Without including any pictures, please copy every entry below exactly.

(Input for this task Opens)

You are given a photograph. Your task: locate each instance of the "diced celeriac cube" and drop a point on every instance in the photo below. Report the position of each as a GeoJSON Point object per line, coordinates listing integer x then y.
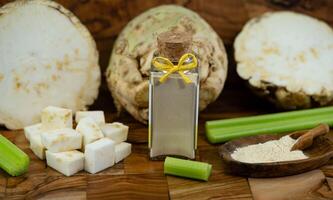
{"type": "Point", "coordinates": [31, 130]}
{"type": "Point", "coordinates": [98, 116]}
{"type": "Point", "coordinates": [60, 140]}
{"type": "Point", "coordinates": [56, 118]}
{"type": "Point", "coordinates": [89, 130]}
{"type": "Point", "coordinates": [68, 162]}
{"type": "Point", "coordinates": [99, 155]}
{"type": "Point", "coordinates": [115, 131]}
{"type": "Point", "coordinates": [36, 146]}
{"type": "Point", "coordinates": [122, 151]}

(Input for this task Closes)

Result of the task
You are given a photograph. Your task: locate each instance of the "diced celeriac cube" and drop a point on every instance in the photo below. Report the position of each as a GeoJSON Point object per line, coordinates listing integer x then y.
{"type": "Point", "coordinates": [31, 130]}
{"type": "Point", "coordinates": [98, 116]}
{"type": "Point", "coordinates": [60, 140]}
{"type": "Point", "coordinates": [56, 118]}
{"type": "Point", "coordinates": [89, 130]}
{"type": "Point", "coordinates": [68, 162]}
{"type": "Point", "coordinates": [99, 155]}
{"type": "Point", "coordinates": [115, 131]}
{"type": "Point", "coordinates": [36, 146]}
{"type": "Point", "coordinates": [122, 151]}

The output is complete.